Given text:
%%

My Native American Heritage is linked to several tribal nations. My maternal grandfather, James “Jimmy” Rave, was Winnebago from Winnebago, Nebraska, and my maternal grandmother, Aurelia Mabel Dupree, was Mnicoujou from Cheyenne River.

Grand River National Grassland
The Grand River National Grassland in South Dakota crosses into portions of the Standing Rock Sioux Reservation and portions of the Cheyenne River Sioux Reservation. Photo by Treva Slaughter / U.S. Forest Service / U.S. Department of Agriculture

My paternal grandmother Ernestine June Brown Chasing Hawk was Hunkpapa from Standing Rock and paternal grandfather Dave Bald Eagle, was Mnicoujou and Hunkapapa from Cheyenne River. My paternal great, great grandmother Adele Cordier was Yanktonai from the Yankton Reservation. We also have traces of Mdewakantowan and Itazipcola ancestry on my mother’s side.

I am also of French descent through my mother’s Dupree family lineage and of both German and French descent from my father’s Braun (Brown) and Cordier lineage.

My father’s side of the family is deeply rooted in the traditions, culture and language of the Lakota. As a young girl, I was often sent to stay with my great grandmother Cecelia One Bull – Brown who lived in the community of Little Oak Creek near Messiah Church along the Grand River. It was the ancestral home of her grandfather Itanchan Tatanka Iyotaka (Sitting Bull) and his sister Wiyaka Waste Win (Good Feather Woman).

%%

Data shown:
%%

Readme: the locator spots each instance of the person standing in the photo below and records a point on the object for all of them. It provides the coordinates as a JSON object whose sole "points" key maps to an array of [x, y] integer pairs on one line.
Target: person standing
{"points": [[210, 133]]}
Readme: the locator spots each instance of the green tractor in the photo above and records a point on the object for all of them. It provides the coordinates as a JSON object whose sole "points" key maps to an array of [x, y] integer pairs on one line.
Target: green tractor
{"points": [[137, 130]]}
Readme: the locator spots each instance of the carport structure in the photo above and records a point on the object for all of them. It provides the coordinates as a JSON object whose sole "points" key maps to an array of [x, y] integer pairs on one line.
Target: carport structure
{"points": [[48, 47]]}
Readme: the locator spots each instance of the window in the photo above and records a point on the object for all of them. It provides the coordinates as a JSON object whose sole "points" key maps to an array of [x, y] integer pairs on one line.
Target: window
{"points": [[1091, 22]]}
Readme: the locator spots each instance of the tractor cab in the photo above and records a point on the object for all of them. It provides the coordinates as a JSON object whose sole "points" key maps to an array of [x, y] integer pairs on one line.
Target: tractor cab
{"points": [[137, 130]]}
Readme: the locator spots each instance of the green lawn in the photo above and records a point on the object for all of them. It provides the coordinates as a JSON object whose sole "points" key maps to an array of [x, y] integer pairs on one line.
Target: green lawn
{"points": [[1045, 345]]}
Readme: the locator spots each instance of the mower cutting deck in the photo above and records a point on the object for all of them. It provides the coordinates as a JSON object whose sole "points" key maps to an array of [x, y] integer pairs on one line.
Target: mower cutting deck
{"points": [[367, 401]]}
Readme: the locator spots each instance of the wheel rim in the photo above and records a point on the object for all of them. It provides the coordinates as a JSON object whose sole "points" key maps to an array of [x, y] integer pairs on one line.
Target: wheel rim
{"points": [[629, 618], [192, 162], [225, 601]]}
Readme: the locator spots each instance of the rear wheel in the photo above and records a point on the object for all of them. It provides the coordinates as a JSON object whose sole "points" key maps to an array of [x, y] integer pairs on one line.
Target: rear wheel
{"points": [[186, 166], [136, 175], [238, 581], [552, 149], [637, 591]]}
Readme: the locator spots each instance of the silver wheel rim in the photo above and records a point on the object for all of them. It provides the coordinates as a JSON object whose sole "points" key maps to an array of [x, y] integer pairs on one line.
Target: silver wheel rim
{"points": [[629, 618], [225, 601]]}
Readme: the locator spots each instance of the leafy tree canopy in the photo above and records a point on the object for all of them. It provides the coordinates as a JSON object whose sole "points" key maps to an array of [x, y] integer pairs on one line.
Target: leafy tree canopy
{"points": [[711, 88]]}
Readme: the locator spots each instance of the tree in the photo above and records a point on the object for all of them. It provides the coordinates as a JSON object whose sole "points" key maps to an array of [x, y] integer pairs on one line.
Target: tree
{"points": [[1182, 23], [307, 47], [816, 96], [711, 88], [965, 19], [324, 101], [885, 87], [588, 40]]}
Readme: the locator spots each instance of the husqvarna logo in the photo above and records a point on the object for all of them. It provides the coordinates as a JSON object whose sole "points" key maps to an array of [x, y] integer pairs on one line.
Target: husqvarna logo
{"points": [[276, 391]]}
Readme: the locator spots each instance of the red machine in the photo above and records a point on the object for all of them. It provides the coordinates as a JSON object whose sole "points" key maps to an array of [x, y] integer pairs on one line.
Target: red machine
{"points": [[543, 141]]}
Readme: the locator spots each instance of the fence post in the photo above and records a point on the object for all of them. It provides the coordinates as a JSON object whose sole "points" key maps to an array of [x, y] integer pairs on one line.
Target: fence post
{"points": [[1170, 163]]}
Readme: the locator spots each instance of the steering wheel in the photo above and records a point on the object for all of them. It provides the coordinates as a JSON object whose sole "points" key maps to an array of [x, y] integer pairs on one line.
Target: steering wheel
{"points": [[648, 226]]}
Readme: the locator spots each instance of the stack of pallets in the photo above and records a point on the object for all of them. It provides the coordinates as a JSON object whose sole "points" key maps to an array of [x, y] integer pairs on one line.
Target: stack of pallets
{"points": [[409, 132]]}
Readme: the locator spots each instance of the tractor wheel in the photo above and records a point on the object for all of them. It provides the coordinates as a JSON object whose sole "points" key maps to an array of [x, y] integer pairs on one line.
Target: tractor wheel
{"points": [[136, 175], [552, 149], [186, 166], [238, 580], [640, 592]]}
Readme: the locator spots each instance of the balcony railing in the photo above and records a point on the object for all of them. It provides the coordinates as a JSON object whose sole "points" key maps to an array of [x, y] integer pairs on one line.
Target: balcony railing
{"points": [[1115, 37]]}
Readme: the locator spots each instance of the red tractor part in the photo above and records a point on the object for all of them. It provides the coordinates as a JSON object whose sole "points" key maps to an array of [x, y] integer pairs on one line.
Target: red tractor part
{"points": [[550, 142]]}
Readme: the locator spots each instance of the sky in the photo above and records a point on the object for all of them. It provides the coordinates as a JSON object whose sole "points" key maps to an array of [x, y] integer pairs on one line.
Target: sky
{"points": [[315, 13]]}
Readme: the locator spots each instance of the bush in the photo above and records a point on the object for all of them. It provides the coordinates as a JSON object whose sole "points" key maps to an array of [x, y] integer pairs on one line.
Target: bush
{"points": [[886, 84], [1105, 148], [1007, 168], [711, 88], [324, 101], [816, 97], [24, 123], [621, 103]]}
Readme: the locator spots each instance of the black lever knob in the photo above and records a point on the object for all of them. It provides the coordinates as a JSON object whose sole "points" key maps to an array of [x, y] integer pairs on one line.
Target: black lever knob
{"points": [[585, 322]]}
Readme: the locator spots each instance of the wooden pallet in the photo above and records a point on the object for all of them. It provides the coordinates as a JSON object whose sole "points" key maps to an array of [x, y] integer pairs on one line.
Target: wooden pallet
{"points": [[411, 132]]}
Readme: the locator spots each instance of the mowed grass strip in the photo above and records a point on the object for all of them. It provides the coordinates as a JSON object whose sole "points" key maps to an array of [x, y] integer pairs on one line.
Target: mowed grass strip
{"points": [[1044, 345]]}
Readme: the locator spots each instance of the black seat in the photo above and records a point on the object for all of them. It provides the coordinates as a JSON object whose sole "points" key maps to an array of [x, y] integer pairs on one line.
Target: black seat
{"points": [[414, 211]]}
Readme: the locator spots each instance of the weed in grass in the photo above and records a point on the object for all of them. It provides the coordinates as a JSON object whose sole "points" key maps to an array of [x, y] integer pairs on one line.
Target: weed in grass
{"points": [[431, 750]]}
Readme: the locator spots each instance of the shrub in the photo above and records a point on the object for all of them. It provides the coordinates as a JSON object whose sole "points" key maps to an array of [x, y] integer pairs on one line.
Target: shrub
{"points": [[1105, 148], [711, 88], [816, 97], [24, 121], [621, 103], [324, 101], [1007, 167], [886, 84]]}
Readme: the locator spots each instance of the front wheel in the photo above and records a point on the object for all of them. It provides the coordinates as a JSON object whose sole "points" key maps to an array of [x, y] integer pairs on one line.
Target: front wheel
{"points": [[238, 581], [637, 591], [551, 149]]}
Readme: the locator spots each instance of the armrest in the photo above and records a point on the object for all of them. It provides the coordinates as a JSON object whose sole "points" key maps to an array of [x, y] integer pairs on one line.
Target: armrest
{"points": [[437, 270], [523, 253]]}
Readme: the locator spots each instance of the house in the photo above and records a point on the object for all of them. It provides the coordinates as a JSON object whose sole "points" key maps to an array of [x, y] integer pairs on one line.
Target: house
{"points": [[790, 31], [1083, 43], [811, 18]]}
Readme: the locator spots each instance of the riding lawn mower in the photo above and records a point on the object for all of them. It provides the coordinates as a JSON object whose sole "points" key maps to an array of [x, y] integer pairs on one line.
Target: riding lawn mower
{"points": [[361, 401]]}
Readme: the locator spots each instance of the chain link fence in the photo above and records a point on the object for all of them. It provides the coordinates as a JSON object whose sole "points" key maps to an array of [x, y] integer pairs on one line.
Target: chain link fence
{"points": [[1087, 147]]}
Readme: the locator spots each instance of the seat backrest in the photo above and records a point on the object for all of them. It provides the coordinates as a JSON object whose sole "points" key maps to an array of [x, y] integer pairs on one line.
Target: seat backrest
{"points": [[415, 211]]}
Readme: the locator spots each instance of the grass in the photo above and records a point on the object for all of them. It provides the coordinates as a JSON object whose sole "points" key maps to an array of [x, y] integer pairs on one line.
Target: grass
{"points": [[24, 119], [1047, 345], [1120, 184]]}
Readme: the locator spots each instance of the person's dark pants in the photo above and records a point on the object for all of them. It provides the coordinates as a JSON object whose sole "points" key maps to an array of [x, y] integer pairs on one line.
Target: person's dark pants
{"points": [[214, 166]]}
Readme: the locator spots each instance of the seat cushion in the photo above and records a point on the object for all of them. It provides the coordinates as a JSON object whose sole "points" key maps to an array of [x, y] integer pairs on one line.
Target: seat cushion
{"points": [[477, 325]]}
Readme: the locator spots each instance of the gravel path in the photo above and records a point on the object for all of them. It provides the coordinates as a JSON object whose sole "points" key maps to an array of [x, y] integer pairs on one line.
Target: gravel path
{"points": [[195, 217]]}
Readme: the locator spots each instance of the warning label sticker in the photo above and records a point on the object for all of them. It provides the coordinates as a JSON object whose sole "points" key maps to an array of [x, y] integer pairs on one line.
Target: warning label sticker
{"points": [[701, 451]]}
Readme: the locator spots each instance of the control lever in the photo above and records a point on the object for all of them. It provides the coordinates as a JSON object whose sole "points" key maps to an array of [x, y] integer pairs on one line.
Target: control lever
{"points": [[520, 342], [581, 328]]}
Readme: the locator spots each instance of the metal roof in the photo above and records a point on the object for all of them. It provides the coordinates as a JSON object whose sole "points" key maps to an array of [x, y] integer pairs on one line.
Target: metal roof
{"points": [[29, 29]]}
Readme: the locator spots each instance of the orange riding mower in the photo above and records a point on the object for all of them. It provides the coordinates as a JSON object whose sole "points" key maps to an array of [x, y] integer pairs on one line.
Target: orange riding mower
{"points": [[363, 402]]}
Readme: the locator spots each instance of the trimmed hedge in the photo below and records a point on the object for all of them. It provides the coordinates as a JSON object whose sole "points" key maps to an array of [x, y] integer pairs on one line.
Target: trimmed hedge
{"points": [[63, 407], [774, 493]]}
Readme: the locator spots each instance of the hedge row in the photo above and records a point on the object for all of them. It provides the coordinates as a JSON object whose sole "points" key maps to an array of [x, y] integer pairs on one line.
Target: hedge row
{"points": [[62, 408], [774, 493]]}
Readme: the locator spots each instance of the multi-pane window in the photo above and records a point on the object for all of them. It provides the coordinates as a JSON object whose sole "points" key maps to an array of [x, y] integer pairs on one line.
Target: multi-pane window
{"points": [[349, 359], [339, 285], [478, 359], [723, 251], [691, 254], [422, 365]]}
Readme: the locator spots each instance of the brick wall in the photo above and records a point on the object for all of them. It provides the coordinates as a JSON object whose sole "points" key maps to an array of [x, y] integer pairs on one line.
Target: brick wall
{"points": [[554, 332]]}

%%

Set of tasks:
1. Find every line of the listing above that contains the word "fence", and copy each of those lines.
2. Carry on the family heritage passage from its final sentence, picking up right after it.

The replies:
1.
Readme: the locator spots each instance of the fence post in the photo above and records a point on the object for all of them. It provides the coordinates as a JSON object whose sole "points" key maps to an array of [x, y] integer pairs on one line.
Target: fence post
Readme: the locator spots each instance of the chain link fence in the photo above and records a point on the object for all of them. It provides the coordinates as a JSON object whose sole "points" key maps to an array of [x, y] integer pairs on one line.
Target: chain link fence

2.
We spent summer days picking chokecherries, wild plums and buffalo berries. We would dig for timpsela, gather wild onions, rose hips, wild mushrooms and acorns. In the middle of Little Grandma’s (as we affectionately called her) log cabin was a wood stove, where she would roast acorns, burn sage and cedar.

Little Grandma spoke Lakota with very little English, so I learned to converse with her in Lakota. Both my mother and father were fluent in the Lakota Language, as well as just about every other Lakota relative I grew up with. I don’t speak fluent Lakota myself, but can understand and speak many of the words.

Unci Cecelia’s father, One Bull, in spite of being banned by the U.S. Government, held Sun Dance Ceremonies beginning in the early 1900’s. The same Sundance Ceremony is still being carried on to this day and my cousin Isaac Dog Eagle practiced the Sun Dance Ceremony until he died just a few years ago.